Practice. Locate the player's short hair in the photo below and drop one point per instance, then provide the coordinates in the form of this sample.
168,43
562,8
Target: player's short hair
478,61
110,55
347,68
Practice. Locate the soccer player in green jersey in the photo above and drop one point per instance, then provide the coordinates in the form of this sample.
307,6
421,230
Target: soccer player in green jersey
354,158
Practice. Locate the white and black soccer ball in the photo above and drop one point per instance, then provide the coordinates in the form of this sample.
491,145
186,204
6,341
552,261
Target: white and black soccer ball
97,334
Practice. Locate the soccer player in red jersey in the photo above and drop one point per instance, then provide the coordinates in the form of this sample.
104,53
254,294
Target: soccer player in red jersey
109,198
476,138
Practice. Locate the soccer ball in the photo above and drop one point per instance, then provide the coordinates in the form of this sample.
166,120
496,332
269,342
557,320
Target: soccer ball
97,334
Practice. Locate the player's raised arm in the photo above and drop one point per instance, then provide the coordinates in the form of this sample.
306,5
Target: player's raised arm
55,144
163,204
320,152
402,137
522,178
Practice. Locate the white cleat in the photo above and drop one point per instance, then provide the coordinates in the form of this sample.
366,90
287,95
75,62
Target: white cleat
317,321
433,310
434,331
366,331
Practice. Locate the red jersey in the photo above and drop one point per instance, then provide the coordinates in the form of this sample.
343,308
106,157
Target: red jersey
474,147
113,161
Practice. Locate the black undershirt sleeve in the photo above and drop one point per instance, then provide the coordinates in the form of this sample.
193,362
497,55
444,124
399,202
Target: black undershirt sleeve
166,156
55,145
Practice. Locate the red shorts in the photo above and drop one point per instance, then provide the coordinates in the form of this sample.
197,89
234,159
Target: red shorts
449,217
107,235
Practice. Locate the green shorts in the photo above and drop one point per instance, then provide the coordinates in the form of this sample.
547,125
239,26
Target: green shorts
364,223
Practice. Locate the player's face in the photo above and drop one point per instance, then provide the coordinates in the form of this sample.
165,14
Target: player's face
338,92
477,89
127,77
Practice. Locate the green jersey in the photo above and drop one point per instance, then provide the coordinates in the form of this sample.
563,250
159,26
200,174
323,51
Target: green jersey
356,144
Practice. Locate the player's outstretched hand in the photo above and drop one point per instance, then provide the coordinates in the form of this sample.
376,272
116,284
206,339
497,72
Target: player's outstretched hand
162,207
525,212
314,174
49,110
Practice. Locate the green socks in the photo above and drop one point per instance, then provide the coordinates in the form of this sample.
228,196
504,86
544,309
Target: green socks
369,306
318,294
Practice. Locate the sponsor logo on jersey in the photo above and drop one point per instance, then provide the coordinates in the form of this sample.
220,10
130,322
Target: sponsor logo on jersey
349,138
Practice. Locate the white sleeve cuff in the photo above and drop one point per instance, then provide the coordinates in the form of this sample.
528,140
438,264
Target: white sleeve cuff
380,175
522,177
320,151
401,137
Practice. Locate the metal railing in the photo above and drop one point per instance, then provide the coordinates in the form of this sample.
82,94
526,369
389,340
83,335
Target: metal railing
┄┄┄┄┄┄┄┄┄┄
- SHORT TASK
Repeat the entries shown above, every one, word for word.

- SOLUTION TO THIS PROBLEM
Practice. Locate the player's short hair in the photo below and drop one point per instance, then provide the coordinates in the form of this sample.
168,43
562,8
Target: player's short hair
478,61
110,55
347,68
Practice. Locate the soccer player in green jersey in the photo above and drop one point per instance, then provide the coordinates in the form of this sample.
307,6
421,230
Target: soccer player in green jersey
354,158
Practice. Locate the white and black soccer ball in the photo above and drop one point per instance, then provide the coordinates in the form of this sample.
491,145
186,204
6,341
552,261
Target: white and black soccer ball
97,334
Practice. Locate the soccer player in red jersey in the photo above and drop one point per instance, then provide the coordinates in the form of this sample.
104,53
254,294
Target: soccer player in red jersey
109,198
476,138
Practice. Locate the soccer ball in the photo above and drop one point per instance, then provide the coordinates in the form of this sample.
166,120
496,332
269,342
557,320
Target: soccer ball
97,334
Practice. Locate the player's raised arm in the photo above and drop one point per instance, then provide the coordinates in the form of this sample.
306,5
Target: player's raised arm
55,144
163,204
320,152
402,137
522,178
Practice. Locate the white cleat in the photo above and drop one point per instance, then provide the coordinates in the form of this sample.
366,90
287,95
75,62
Target: white cleat
317,321
433,310
434,331
366,331
Practice. Locate the red jersey in the photo above and drop one point per instance, then provide the coordinates in the form of this sample.
343,308
106,157
Target: red jersey
474,147
113,161
Practice. Locate the black undershirt sleeve in the photo above and drop one point per instance, then provide the coordinates in the form of this sample.
193,362
497,55
444,124
399,202
Target: black undershirt sleeve
166,156
55,145
Practice. Locate the red shorts in the photo above and drop one point per instance, then provide the coordinates in the form of this sample.
197,89
234,159
Target: red shorts
449,217
107,235
Practice. Locate the green shorts in the photo above and drop one point per instance, then provide the coordinates in the form of this sample.
547,125
239,26
Target: green shorts
364,223
Practice. Locate the player's face in the photo above and drop one point per instance, then provide the coordinates in the form of this sample.
165,14
Target: player's face
338,92
477,89
127,77
Practice. Locate the green jersey in the photo above and drop one point per instance, then provide the coordinates in the form of this sample.
563,250
159,26
200,174
323,51
Target: green jersey
356,144
Practice. Locate the player's outstretched hand in the photo above and drop one point per instance, then provide the coordinates in the form of this sample.
376,272
116,284
206,339
497,72
Target: player's outstretched hand
162,207
525,212
314,174
49,110
Practice. Locate the green socks in the photo above and drop one point per instance, then provide the coordinates in the form of this sample.
228,196
504,86
544,309
Target: green socks
369,306
318,294
Practice. Locate the sponsor logo on jersey in the photo above and drop one point per instance, then provide the coordinates in the form of this sample.
220,10
130,322
Target: sponsor logo on jersey
349,138
Practice. Locate the white sleeve cuff in the photo above and drop one point per instance, then provide the coordinates in the form of this sample.
528,140
438,264
Target: white sleeve cuff
380,175
522,177
320,151
401,137
Practice. Locate the metal railing in the photo above and drop one point per instance, then provide the coordinates in the form of this sample.
82,94
526,369
389,340
83,335
Target: metal railing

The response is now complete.